--- start of Stored data ---

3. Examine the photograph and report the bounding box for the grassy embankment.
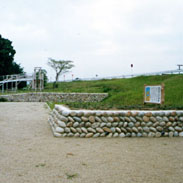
[44,75,183,109]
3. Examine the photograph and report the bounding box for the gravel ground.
[0,103,183,183]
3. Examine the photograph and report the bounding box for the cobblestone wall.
[48,105,183,138]
[0,92,108,102]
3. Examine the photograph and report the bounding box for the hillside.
[45,75,183,109]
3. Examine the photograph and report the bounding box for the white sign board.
[144,85,164,104]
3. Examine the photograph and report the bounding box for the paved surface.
[0,103,183,183]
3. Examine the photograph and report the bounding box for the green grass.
[1,75,183,109]
[45,75,183,109]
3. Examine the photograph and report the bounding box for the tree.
[0,35,23,76]
[48,58,74,87]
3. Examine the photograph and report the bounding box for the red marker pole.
[131,64,133,77]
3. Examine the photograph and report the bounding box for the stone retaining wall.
[48,105,183,138]
[0,92,108,102]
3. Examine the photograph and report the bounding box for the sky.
[0,0,183,80]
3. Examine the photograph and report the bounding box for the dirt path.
[0,103,183,183]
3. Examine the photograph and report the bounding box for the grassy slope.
[45,75,183,109]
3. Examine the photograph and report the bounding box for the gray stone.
[121,128,127,133]
[135,122,140,127]
[143,126,149,133]
[58,115,68,122]
[87,128,96,133]
[84,111,91,117]
[142,132,147,137]
[143,116,149,122]
[80,122,85,127]
[81,116,88,122]
[141,122,146,127]
[67,122,73,127]
[101,116,107,123]
[130,116,136,123]
[106,123,112,127]
[126,133,132,137]
[86,133,93,138]
[132,127,138,133]
[100,123,106,128]
[125,117,131,122]
[123,122,128,128]
[119,117,125,122]
[77,111,84,117]
[155,132,161,137]
[126,127,132,133]
[73,117,81,122]
[112,122,118,127]
[168,132,174,137]
[147,121,152,127]
[128,122,134,128]
[92,122,100,128]
[156,126,163,132]
[153,121,159,127]
[113,133,119,137]
[88,116,95,123]
[96,112,102,116]
[160,121,166,126]
[166,122,172,127]
[135,116,143,122]
[76,128,82,133]
[74,133,80,137]
[100,133,105,137]
[67,133,74,137]
[111,127,116,133]
[118,122,123,127]
[67,116,74,122]
[163,116,169,122]
[55,127,64,133]
[137,133,142,137]
[173,131,179,137]
[116,127,121,133]
[96,128,104,133]
[168,126,175,132]
[148,132,155,137]
[70,111,76,116]
[73,122,79,128]
[107,133,112,138]
[137,126,143,132]
[107,117,114,122]
[62,111,69,117]
[175,126,182,132]
[149,116,156,123]
[53,132,63,137]
[85,122,92,127]
[65,128,71,133]
[149,127,156,133]
[81,127,88,133]
[80,133,86,138]
[95,116,102,122]
[156,116,163,122]
[62,133,67,137]
[57,120,66,128]
[93,133,100,138]
[70,127,77,133]
[103,127,112,133]
[179,132,183,137]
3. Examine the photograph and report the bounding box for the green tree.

--- end of Stored data ---

— What needs to be done —
Swap "photograph" for "image" throughout the material above and give it back otherwise unchanged, leaving out the pictures.

— Result of this task —
3. Examine the image and report the bounding box for the grassy embankment.
[44,75,183,109]
3. Examine the image and report the bounding box for the gravel ground.
[0,103,183,183]
3. Examine the image and report the bounding box for the cobblestone wall.
[48,105,183,138]
[0,92,108,102]
3. Examine the image and report the bounding box for the hillside.
[45,75,183,109]
3. Examine the image and report the bounding box for the white sign board.
[144,85,164,104]
3. Examine the image and report the bounding box for the paved surface.
[0,103,183,183]
3. Examine the image and report the bounding box for the green grass.
[1,75,183,109]
[45,75,183,109]
3. Examine the image and report the bounding box for the tree.
[0,35,23,76]
[48,58,74,87]
3. Examine the image and report the bounding box for the red marker pole.
[131,64,133,77]
3. Examine the image and report the bounding box for the stone retaining wall.
[48,105,183,138]
[0,92,108,102]
3. Examine the image and report the bounding box for the sky.
[0,0,183,80]
3. Examine the image and report the bounding box for the dirt path.
[0,103,183,183]
3. Examine the image and report the bounding box for the grassy slope.
[45,75,183,109]
3. Examine the image and report the bounding box for the gray stone.
[121,128,127,133]
[135,122,140,127]
[143,126,149,133]
[58,115,68,122]
[87,128,96,133]
[84,111,91,117]
[142,132,147,137]
[143,116,149,122]
[80,122,85,127]
[81,116,88,122]
[141,122,146,127]
[67,122,73,127]
[101,116,107,123]
[130,116,136,123]
[106,123,112,127]
[126,133,132,137]
[86,133,93,138]
[132,127,138,133]
[100,123,106,128]
[125,117,131,122]
[123,122,128,128]
[119,117,125,122]
[77,111,84,117]
[155,132,161,137]
[126,127,132,133]
[73,117,81,122]
[112,122,118,127]
[168,132,174,137]
[147,121,152,127]
[128,122,134,128]
[92,122,100,128]
[156,126,163,132]
[153,121,159,127]
[113,133,119,137]
[88,116,95,123]
[96,112,102,116]
[160,121,166,126]
[166,122,172,127]
[135,116,143,122]
[76,128,82,133]
[74,133,80,137]
[100,133,105,137]
[67,133,74,137]
[111,127,116,133]
[118,122,123,127]
[67,116,74,122]
[163,116,169,122]
[55,127,64,133]
[137,133,142,137]
[173,131,179,137]
[116,127,121,133]
[96,128,104,133]
[168,126,175,132]
[148,132,155,137]
[70,111,76,116]
[73,122,79,128]
[107,133,112,138]
[137,126,143,132]
[107,117,114,122]
[62,111,69,117]
[175,126,182,132]
[149,116,156,123]
[53,132,63,137]
[85,122,92,127]
[65,128,71,133]
[149,127,156,133]
[81,127,88,133]
[80,133,86,138]
[95,116,102,122]
[156,116,163,122]
[62,133,67,137]
[57,120,66,128]
[93,133,100,138]
[70,127,77,133]
[103,127,112,133]
[179,132,183,137]
3. Examine the image and report the bounding box for the green tree.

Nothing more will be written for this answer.